-- START SELECTION --

What is Cavitation?
Cavitation is the formation of
cavities, or bubbles, in a liquid.
Typical Examples of Cavitation
a reduction of the ambient pressure
(for example, bubbles behind a boat propeller.)
an increase in the temperature
(for example, bubbles formed in common boiling.)
What did my group do in this subject?
Because liquids can sustain certain
tension like solids before they break apart, there must be a upper limit
of this tension. This limit is called the tensile strength of the liquid.
In the past ten years, my group has been working on the tensile strength
of liquid helium at the temperature range from 0.7 K to 5 K. (Our
fellow
group in Paris has been working on
this similar problem at sub-Kelvin temperature range.)
Helium is the simplest and most
understandable material, and the fundamental properties of liquid helium
has been studied very well over wide temperature and pressure ranges. But
helium has so many unique characters that helium is still one of the materials
which is still being studied a lot all over the world. Liquid helium can
be prepared extremely pure (all other materials
can be frozen out) and it wetts almost any
kind of material (no trapped vapor pockets
would be attached on the container wall) so
that it is a perfect object for studying cavitation. In additions, helium
has two different stable isotopes, helium-3 and helium-4. They are completely
different from the point of view of statistical mechanics. One obeys Fermi
statistics, and the other obeys Bose statistics. And because liquid helium
stays liquid state under its own vapor pressure even the temperature is
as close to absolute zero as possible, quantum phenomena can be observed
macroscopically.

-- END SELECTION --

TASK REQUIREMENTS
Extend the cavitation write-up with a few more sentences, starting right after its last one.

-- START STORED DATA --

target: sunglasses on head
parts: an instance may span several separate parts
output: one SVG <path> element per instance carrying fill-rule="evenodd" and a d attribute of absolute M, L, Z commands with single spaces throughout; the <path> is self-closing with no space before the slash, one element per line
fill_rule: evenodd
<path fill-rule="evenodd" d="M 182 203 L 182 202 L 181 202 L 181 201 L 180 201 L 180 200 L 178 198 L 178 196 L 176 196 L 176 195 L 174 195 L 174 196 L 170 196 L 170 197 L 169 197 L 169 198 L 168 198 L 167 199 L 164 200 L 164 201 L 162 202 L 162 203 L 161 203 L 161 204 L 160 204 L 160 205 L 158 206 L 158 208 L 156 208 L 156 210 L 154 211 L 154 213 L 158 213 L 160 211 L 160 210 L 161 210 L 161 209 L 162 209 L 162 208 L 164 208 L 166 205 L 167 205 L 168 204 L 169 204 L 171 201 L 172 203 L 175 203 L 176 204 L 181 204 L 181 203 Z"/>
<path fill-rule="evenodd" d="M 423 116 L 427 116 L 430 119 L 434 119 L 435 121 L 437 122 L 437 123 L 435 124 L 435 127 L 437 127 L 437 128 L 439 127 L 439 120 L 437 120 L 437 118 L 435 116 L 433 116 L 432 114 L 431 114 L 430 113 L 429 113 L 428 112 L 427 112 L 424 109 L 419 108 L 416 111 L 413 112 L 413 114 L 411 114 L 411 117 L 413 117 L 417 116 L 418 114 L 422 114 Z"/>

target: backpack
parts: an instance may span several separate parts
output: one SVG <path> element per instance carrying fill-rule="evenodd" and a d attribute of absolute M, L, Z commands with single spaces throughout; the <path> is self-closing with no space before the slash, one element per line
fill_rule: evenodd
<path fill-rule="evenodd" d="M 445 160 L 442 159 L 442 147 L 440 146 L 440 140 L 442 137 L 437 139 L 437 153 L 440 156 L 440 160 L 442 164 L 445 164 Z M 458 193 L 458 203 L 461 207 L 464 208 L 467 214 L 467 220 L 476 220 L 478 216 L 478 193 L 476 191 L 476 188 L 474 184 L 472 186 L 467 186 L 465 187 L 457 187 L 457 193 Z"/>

-- END STORED DATA --

EXERCISE RESPONSE
We have reported
cavitation in bulk liquid helium-4, cavitation associated with electron
bubbles in liquid helium-4 and helium-3, and cavitation possibly associated
with electron bubbles trapped on quantized vortices in superfluid liquid
helium-4. We have also proposed
a theory about how the bubble chamber works in the view of cavitation and
examined the possibilities to see quantum tunneling from an electron bubble.
Typical experimental setup
Here I am only going to describe
one of our experimental setup which is used in the helium-3 experiment
with electron bubbles. The cell
is designed so that only small amount of liquid helium-3 is used. The electronics
setup is used for all our recent works with only minor modification
for different applications.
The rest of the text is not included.